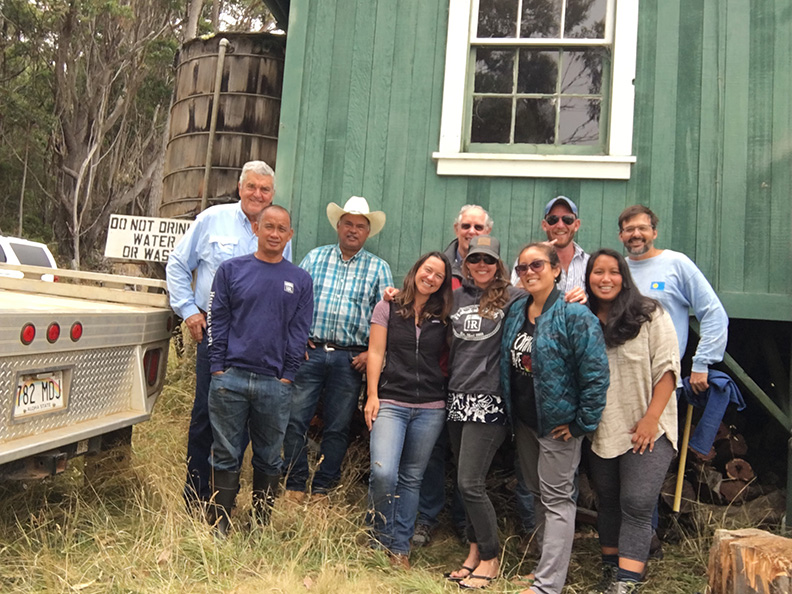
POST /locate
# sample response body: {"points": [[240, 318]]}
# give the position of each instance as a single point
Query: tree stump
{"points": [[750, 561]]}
::::
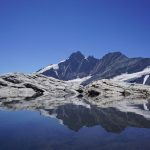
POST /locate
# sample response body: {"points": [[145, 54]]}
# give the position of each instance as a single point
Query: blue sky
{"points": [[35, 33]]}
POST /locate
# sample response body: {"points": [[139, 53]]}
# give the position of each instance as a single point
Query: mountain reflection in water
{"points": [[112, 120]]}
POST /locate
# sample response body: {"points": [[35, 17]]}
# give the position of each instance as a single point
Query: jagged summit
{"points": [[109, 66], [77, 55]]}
::::
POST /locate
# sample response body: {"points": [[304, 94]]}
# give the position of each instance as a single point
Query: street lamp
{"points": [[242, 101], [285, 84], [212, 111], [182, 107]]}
::::
• [What the exercise asks]:
How many lines in the material above contain the string "Query"? Reply with the number alone.

• [Exercise result]:
5